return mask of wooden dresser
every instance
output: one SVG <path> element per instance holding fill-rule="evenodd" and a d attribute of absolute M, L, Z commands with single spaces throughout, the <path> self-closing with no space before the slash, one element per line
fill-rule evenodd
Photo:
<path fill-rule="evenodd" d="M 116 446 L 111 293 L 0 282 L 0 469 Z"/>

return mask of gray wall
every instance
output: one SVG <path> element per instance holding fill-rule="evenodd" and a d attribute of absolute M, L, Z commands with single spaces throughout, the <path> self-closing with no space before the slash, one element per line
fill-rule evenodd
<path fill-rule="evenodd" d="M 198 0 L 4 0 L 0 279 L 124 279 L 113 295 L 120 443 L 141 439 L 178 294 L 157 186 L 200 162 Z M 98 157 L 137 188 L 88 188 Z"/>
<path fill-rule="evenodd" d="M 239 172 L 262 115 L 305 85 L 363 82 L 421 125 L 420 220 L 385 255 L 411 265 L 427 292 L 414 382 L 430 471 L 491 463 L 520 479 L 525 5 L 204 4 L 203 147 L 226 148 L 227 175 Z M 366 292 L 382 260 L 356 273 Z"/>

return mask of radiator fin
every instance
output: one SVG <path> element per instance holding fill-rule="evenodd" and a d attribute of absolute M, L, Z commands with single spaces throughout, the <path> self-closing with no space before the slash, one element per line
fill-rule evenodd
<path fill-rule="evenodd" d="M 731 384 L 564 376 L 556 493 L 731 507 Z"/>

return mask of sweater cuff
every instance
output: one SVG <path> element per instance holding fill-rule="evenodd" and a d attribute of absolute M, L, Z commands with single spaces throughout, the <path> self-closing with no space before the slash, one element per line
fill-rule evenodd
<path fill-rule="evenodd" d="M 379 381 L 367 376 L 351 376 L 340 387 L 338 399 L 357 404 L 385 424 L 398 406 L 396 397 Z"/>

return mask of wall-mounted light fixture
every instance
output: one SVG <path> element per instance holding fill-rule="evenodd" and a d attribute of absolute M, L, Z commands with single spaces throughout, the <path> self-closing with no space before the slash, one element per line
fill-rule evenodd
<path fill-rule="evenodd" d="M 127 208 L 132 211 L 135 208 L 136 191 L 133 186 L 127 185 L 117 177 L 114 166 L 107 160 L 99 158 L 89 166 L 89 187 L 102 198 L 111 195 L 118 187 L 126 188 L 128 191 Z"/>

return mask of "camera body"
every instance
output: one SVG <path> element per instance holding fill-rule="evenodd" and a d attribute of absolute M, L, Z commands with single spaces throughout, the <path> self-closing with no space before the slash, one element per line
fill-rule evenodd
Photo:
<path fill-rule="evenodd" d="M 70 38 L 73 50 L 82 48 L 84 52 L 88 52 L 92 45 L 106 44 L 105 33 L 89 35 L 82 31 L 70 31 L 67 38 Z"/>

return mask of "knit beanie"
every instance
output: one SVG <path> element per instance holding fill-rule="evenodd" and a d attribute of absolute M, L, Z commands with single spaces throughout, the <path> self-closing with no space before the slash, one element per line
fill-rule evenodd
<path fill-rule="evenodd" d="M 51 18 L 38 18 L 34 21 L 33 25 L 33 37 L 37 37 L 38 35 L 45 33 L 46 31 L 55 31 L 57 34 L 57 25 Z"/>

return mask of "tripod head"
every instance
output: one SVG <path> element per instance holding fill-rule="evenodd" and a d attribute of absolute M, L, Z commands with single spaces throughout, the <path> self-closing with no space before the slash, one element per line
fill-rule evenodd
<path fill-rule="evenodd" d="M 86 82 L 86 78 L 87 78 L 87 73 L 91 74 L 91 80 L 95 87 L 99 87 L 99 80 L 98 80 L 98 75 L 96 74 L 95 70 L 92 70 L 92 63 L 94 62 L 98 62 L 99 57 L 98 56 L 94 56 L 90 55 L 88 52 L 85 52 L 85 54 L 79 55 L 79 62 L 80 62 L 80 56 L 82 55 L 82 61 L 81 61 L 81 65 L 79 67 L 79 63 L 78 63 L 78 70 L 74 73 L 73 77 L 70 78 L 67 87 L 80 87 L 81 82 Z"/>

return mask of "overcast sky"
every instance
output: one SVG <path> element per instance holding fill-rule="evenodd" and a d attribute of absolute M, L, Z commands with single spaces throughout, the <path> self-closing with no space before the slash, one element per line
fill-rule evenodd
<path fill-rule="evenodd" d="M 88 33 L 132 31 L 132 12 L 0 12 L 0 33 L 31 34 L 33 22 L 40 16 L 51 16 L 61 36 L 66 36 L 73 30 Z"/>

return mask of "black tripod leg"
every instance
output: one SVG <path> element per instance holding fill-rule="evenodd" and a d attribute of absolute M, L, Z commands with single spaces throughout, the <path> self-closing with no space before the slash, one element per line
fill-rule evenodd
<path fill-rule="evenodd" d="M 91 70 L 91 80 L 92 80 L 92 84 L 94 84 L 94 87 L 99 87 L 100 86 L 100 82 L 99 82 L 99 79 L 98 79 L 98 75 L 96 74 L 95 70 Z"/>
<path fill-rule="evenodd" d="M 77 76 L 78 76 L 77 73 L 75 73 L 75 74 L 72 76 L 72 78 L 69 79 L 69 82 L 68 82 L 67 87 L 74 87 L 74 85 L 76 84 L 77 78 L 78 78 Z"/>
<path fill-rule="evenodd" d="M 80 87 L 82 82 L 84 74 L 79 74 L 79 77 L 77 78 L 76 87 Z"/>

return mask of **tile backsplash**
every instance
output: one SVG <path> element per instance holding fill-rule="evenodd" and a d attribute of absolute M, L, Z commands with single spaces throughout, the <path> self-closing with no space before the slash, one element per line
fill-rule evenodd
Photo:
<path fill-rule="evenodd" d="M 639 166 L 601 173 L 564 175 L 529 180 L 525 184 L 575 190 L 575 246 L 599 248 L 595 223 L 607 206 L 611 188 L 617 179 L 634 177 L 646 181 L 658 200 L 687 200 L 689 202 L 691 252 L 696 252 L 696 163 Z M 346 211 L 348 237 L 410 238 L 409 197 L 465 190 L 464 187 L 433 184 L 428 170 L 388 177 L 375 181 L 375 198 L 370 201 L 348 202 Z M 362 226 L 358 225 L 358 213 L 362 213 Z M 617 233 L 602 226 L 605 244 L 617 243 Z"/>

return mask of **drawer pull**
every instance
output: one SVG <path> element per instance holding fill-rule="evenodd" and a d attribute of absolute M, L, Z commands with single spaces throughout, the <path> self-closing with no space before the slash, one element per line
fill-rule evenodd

○ ○ ○ ○ ○

In the lines above, change "every instance" to "all instances" wherever it occurs, then give all the lines again with nothing else altered.

return mask of wooden dresser
all instances
output: one SVG <path> element per instance holding fill-rule="evenodd" and a d attribute of absolute M, L, Z commands with single spaces throughout, the <path> self-closing with no space before the slash, one element per line
fill-rule evenodd
Photo:
<path fill-rule="evenodd" d="M 116 446 L 111 293 L 0 282 L 0 469 Z"/>

return mask of gray wall
all instances
output: one SVG <path> element per instance holding fill-rule="evenodd" and a d attribute of absolute M, L, Z commands with single spaces throughout, the <path> self-closing with no space before the slash, one element per line
fill-rule evenodd
<path fill-rule="evenodd" d="M 198 0 L 4 0 L 0 279 L 124 279 L 113 295 L 120 443 L 141 439 L 178 294 L 157 186 L 200 162 Z M 98 157 L 137 188 L 88 188 Z"/>
<path fill-rule="evenodd" d="M 239 172 L 262 115 L 305 85 L 363 82 L 421 125 L 420 220 L 385 255 L 411 265 L 427 292 L 414 382 L 430 471 L 491 463 L 520 479 L 525 5 L 204 4 L 203 147 L 226 148 L 227 175 Z M 366 292 L 382 260 L 356 273 Z"/>

return mask of radiator fin
all instances
output: one SVG <path> element per instance holding fill-rule="evenodd" and a d attribute of absolute M, L, Z commands with single spaces throughout, the <path> self-closing with no space before the slash, one element per line
fill-rule evenodd
<path fill-rule="evenodd" d="M 731 384 L 564 376 L 556 493 L 731 507 Z"/>

return mask of sweater cuff
all instances
output: one SVG <path> element per instance holding fill-rule="evenodd" and a d attribute of absolute M, L, Z commands with single spaces throughout, the <path> self-closing with no space before the slash, one element per line
fill-rule evenodd
<path fill-rule="evenodd" d="M 379 381 L 367 376 L 351 376 L 340 387 L 338 399 L 357 404 L 385 424 L 398 406 L 396 397 Z"/>

return mask of wall-mounted light fixture
all instances
output: one SVG <path> element per instance holding fill-rule="evenodd" and a d attribute of absolute M, L, Z commands with single spaces throughout, the <path> self-closing with no space before the slash, one element per line
fill-rule evenodd
<path fill-rule="evenodd" d="M 127 208 L 132 211 L 135 208 L 136 191 L 133 186 L 127 185 L 117 177 L 114 166 L 107 160 L 99 158 L 89 166 L 89 187 L 102 198 L 111 195 L 118 187 L 126 188 L 128 191 Z"/>

return mask of "camera body"
all instances
output: one SVG <path> element per instance holding fill-rule="evenodd" and a d attribute of absolute M, L, Z commands with single spaces throughout, the <path> self-closing with no space before the slash, one element per line
fill-rule evenodd
Photo:
<path fill-rule="evenodd" d="M 70 38 L 73 50 L 82 48 L 84 52 L 88 52 L 92 45 L 106 44 L 105 33 L 89 35 L 82 31 L 70 31 L 67 38 Z"/>

return mask of "knit beanie"
all instances
output: one SVG <path> element per instance holding fill-rule="evenodd" and a d attribute of absolute M, L, Z commands with single spaces throughout, the <path> self-closing with no space before the slash, one element per line
fill-rule evenodd
<path fill-rule="evenodd" d="M 51 18 L 38 18 L 34 21 L 33 25 L 33 37 L 37 37 L 38 35 L 45 33 L 46 31 L 55 31 L 57 34 L 57 25 Z"/>

return mask of "tripod head"
all instances
output: one SVG <path> element per instance holding fill-rule="evenodd" and a d attribute of absolute M, L, Z commands with single spaces throughout, the <path> self-closing with no space before the slash, one element per line
fill-rule evenodd
<path fill-rule="evenodd" d="M 86 82 L 86 78 L 87 78 L 87 73 L 91 74 L 91 80 L 95 87 L 99 87 L 99 80 L 98 80 L 98 75 L 96 74 L 95 70 L 92 70 L 92 63 L 94 62 L 98 62 L 99 57 L 98 56 L 94 56 L 90 55 L 88 52 L 85 52 L 85 54 L 79 55 L 79 62 L 80 62 L 80 56 L 82 55 L 82 61 L 81 61 L 81 65 L 79 67 L 79 63 L 78 63 L 78 70 L 74 73 L 73 77 L 70 78 L 67 87 L 80 87 L 81 82 Z"/>

return mask of "overcast sky"
all instances
output: one SVG <path> element per instance holding fill-rule="evenodd" and a d attribute of absolute M, L, Z commands with single spaces throughout, the <path> self-closing with no space before the slash, one element per line
fill-rule evenodd
<path fill-rule="evenodd" d="M 88 33 L 132 31 L 132 12 L 0 12 L 0 33 L 31 34 L 33 22 L 40 16 L 51 16 L 61 36 L 66 36 L 73 30 Z"/>

return mask of "black tripod leg"
all instances
output: one SVG <path> element per instance holding fill-rule="evenodd" and a d attribute of absolute M, L, Z commands with single spaces throughout, the <path> self-closing with no space before the slash, one element per line
fill-rule evenodd
<path fill-rule="evenodd" d="M 91 70 L 91 80 L 92 80 L 92 84 L 94 84 L 94 87 L 99 87 L 100 86 L 100 82 L 99 82 L 99 79 L 98 79 L 98 75 L 96 74 L 95 70 Z"/>
<path fill-rule="evenodd" d="M 77 76 L 78 76 L 77 73 L 75 73 L 75 74 L 72 76 L 72 78 L 69 79 L 69 82 L 68 82 L 67 87 L 74 87 L 74 85 L 76 84 L 77 78 L 78 78 Z"/>
<path fill-rule="evenodd" d="M 80 87 L 82 82 L 84 74 L 79 74 L 79 77 L 77 78 L 76 87 Z"/>

return mask of **tile backsplash**
all instances
output: one SVG <path> element per instance holding fill-rule="evenodd" and a d attribute of absolute M, L, Z commands with single spaces throughout, the <path> self-closing with no space before the slash, one element per line
fill-rule evenodd
Photo:
<path fill-rule="evenodd" d="M 639 166 L 601 173 L 564 175 L 529 180 L 525 184 L 575 190 L 575 246 L 599 248 L 595 223 L 607 206 L 611 188 L 617 179 L 634 177 L 646 181 L 658 200 L 687 200 L 689 202 L 691 252 L 696 252 L 696 163 Z M 346 211 L 348 237 L 410 238 L 409 197 L 465 190 L 464 187 L 433 184 L 428 170 L 388 177 L 375 181 L 375 198 L 370 201 L 348 202 Z M 362 226 L 358 225 L 358 213 L 362 213 Z M 617 233 L 602 226 L 605 244 L 617 243 Z"/>

return mask of **drawer pull**
all instances
output: one SVG <path> element per instance holding fill-rule="evenodd" and a d attribute of absolute M, L, Z commands with single spaces throughout, the <path> self-closing with no space before the slash, one element per line
fill-rule evenodd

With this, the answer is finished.